[TEXT SECTION]
━━━━━━

Toronto Maple Leafs Zach Hyman Is a Modern Day Pascal Dupuis

PITTSBURGH, PA - FEBRUARY 17: Zach Hyman #11 of the Toronto Maple Leafs skates with the puck against the Pittsburgh Penguins at PPG PAINTS Arena on February 17, 2018 in Pittsburgh, Pennsylvania. (Photo by Matt Kincaid/Getty Images)
PITTSBURGH, PA - FEBRUARY 17: Zach Hyman #11 of the Toronto Maple Leafs skates with the puck against the Pittsburgh Penguins at PPG PAINTS Arena on February 17, 2018 in Pittsburgh, Pennsylvania. (Photo by Matt Kincaid/Getty Images) /

The Toronto Maple Leafs have been compared to the last decade’s Pittsburgh Penguins teams and it’s easy to see why.

When you think of an individual on the Toronto Maple Leafs who puts his hard-hat on and goes to work everyday, you think of Zach Hyman.

━━━━━━

[RECORDS SUPPLIED]
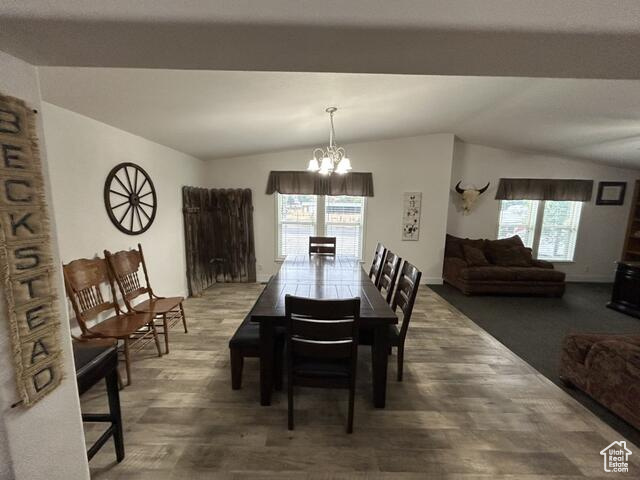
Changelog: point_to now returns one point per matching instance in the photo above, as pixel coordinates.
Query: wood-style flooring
(468, 409)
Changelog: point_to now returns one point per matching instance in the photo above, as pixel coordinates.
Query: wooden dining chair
(125, 266)
(84, 280)
(404, 298)
(322, 245)
(322, 346)
(376, 265)
(388, 275)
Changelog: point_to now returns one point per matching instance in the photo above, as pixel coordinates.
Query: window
(518, 217)
(302, 216)
(549, 227)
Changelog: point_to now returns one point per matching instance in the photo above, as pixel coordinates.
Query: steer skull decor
(469, 196)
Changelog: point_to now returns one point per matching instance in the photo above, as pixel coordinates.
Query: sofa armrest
(542, 264)
(452, 267)
(616, 350)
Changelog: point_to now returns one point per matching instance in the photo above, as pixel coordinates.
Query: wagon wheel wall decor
(130, 198)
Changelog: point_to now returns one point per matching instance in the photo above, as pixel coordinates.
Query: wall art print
(411, 210)
(26, 262)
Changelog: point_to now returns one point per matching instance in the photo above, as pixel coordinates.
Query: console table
(625, 297)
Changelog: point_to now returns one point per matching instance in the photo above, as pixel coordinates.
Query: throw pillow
(474, 256)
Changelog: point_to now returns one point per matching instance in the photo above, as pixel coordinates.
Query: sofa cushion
(534, 274)
(453, 245)
(490, 273)
(509, 255)
(474, 256)
(514, 241)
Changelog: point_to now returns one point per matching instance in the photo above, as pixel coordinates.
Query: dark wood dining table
(323, 277)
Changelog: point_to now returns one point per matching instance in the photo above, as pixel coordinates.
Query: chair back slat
(376, 265)
(322, 245)
(406, 292)
(322, 329)
(388, 275)
(125, 267)
(84, 279)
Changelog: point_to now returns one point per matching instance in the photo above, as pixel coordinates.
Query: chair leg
(184, 319)
(352, 394)
(152, 325)
(114, 411)
(166, 333)
(120, 383)
(400, 361)
(290, 398)
(278, 366)
(237, 362)
(127, 360)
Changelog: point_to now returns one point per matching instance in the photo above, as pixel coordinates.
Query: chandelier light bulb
(313, 165)
(326, 165)
(331, 158)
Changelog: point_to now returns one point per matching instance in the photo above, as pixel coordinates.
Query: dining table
(324, 277)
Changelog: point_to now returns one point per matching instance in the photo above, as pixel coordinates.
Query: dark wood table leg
(266, 362)
(380, 354)
(113, 394)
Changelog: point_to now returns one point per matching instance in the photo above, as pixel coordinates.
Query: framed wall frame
(611, 193)
(411, 210)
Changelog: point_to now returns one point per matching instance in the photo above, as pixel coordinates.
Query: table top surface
(325, 278)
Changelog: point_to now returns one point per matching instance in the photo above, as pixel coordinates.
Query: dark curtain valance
(356, 184)
(544, 189)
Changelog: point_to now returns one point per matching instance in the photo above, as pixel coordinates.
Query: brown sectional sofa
(498, 267)
(607, 368)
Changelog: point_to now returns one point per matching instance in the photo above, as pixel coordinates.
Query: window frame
(537, 231)
(320, 224)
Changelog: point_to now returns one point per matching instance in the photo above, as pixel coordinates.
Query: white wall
(420, 164)
(45, 441)
(602, 228)
(81, 153)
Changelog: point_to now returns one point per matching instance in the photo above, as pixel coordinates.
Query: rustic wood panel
(219, 238)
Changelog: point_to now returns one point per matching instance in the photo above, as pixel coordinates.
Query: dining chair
(376, 265)
(84, 280)
(404, 298)
(322, 245)
(388, 275)
(322, 346)
(125, 266)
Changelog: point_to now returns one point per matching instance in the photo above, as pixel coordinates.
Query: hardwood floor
(468, 409)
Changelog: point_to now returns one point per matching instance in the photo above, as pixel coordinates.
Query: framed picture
(611, 193)
(411, 205)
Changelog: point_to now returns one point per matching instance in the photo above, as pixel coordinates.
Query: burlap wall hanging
(26, 263)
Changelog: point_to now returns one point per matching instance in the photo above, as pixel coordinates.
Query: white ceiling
(533, 38)
(221, 114)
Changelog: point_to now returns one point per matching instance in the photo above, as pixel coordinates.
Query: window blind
(518, 217)
(344, 218)
(559, 230)
(297, 221)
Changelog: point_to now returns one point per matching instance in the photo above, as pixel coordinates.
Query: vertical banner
(411, 205)
(26, 263)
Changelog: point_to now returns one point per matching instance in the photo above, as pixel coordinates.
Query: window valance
(544, 189)
(356, 184)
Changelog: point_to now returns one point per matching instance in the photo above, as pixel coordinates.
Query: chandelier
(332, 158)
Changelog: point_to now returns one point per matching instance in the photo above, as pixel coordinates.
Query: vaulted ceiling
(541, 38)
(221, 114)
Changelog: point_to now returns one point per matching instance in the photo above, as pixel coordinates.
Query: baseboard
(590, 278)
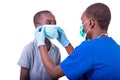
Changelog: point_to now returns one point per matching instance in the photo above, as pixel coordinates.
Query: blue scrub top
(97, 59)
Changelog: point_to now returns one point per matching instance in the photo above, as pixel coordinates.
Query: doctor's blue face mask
(82, 33)
(50, 31)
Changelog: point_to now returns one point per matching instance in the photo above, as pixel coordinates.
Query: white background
(17, 29)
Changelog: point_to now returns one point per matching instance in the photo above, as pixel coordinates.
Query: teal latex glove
(62, 37)
(39, 36)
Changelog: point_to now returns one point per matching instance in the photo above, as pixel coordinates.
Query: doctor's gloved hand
(62, 37)
(39, 36)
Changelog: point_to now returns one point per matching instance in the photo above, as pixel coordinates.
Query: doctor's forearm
(53, 70)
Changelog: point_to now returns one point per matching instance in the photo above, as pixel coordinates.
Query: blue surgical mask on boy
(82, 33)
(50, 31)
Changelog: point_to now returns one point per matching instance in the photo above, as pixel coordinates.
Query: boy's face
(47, 19)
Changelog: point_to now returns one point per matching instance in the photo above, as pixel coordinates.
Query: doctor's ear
(92, 23)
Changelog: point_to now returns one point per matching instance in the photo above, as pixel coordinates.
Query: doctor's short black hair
(101, 13)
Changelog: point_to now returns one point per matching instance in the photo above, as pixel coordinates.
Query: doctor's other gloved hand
(40, 36)
(62, 37)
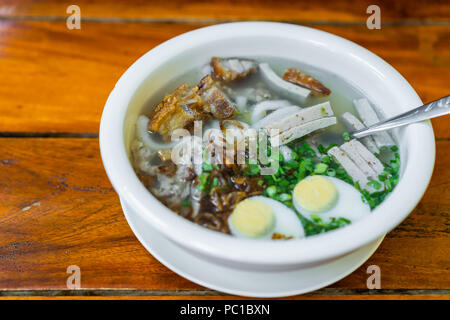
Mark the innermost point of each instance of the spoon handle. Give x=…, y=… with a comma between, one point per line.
x=430, y=110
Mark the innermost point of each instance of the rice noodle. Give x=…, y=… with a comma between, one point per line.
x=144, y=136
x=276, y=115
x=261, y=108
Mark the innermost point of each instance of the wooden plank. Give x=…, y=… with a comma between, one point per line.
x=57, y=209
x=280, y=10
x=56, y=80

━━━━━━

[WHAT THIS EXERCISE ASKS]
1. In the Maple Leafs article, what jersey number does Zach Hyman wear?
2. Return the part of the Maple Leafs article starting with "Toronto Maple Leafs Zach" and going on through "of Zach Hyman.", copied word for word.

[OUTPUTS FOR THE TASKS]
1. #11

2.
Toronto Maple Leafs Zach Hyman Is a Modern Day Pascal Dupuis

PITTSBURGH, PA - FEBRUARY 17: Zach Hyman #11 of the Toronto Maple Leafs skates with the puck against the Pittsburgh Penguins at PPG PAINTS Arena on February 17, 2018 in Pittsburgh, Pennsylvania. (Photo by Matt Kincaid/Getty Images)
PITTSBURGH, PA - FEBRUARY 17: Zach Hyman #11 of the Toronto Maple Leafs skates with the puck against the Pittsburgh Penguins at PPG PAINTS Arena on February 17, 2018 in Pittsburgh, Pennsylvania. (Photo by Matt Kincaid/Getty Images) /

The Toronto Maple Leafs have been compared to the last decade’s Pittsburgh Penguins teams and it’s easy to see why.

When you think of an individual on the Toronto Maple Leafs who puts his hard-hat on and goes to work everyday, you think of Zach Hyman.